Coordinate annotation records:
:::

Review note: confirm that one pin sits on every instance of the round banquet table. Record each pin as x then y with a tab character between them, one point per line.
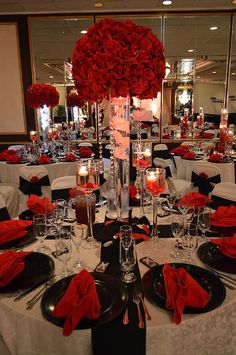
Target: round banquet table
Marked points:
184	169
10	172
27	332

:::

Problem requirements
Express the lines of the records above as a JSON list of strings, one string per line, skipping blank lines and omitting the pictures.

Full response
[
  "Review note: confirm that one pin sits on every instance of the round banquet table. Record each pin as x then y with a tab character between them, one point per line.",
  "Target: round banquet table",
  "Marked points:",
  "184\t169",
  "10\t172",
  "27\t332"
]